+++ SOURCE PASSAGE

Figure 2. General scheme of ADAM elements from back and front view.

The robot is completely modular, with its different parts being able to work individually as well as together. In addition, the robot is completely autonomous, having batteries in its base that provide it with enough energy to move both the base and the arms and to include additional sensors such as cameras or 3D LiDAR sensors. The average battery life is derived from the number of simultaneous active modules, with the maximum battery life achieved solely with the base module (using only the navigation module) estimated at 9.3 h. The minimum battery life, with all modules connected and functioning simultaneously, is 3.8 h. The estimated approximate charging time for the batteries is 2.2 h. ADAM also has two central computers, one for the base and one for the arms, which have the controllers to act on them. These two computers are connected via an internal cable network. In addition, the robot has a WiFi module that allows the robot to communicate with external computers where we execute custom made algorithms that process sensor data and send commands. Each of the different modules of the robot, both its own (base and arms) and those added by us (perception system and manipulators), are presented in detail below.

++++++

## BRIEF A
Decide whether each statement agrees with the ADAM robot description, answering yes or no and quoting the deciding words: (i) The maximum battery life of 9.3 h is reached with all modules running at once. (ii) The two central computers are linked through an internal cable network. (iii) Charging the batteries takes about 3.8 h.
## BRIEF B
According to the ADAM robot description, where are the robot's batteries located?
## BRIEF C
Write the next part of the ADAM robot description, starting after its final sentence.
The listing that follows comes from a separate source.

+++ INFORMATION SUPPLIED

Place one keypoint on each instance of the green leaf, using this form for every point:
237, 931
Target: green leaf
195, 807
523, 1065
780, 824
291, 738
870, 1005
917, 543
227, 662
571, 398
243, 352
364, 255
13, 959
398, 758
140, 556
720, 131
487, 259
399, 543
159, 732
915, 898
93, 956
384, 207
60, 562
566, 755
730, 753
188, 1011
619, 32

++++++

## REPLY A
(i) No: "the maximum battery life achieved solely with the base module (using only the navigation module) estimated at 9.3 h"
(ii) Yes: "These two computers are connected via an internal cable network."
(iii) No: "The estimated approximate charging time for the batteries is 2.2 h."

## REPLY B
In its base.

## REPLY C
3.1.1 Perception system

The perception system allows to capture relevant information from the environment to perform navigation and manipulation tasks. The robot has sensors that are already integrated into its commercial components. The robotic base includes an RGBD camera and a 2D LiDAR. These sensors are located practically at ground level, a few centimeters above the ground, and pointing toward the front side of the robot. This means that their range of vision is quite limited with respect to height. As mentioned in Section 3.2.2, they are useful for low-level actions like measuring distances at specific times. However, it is necessary to include additional devices that extend the range of vision and allow higher-level tasks to be performed. The proposed selection of additional components is detailed below.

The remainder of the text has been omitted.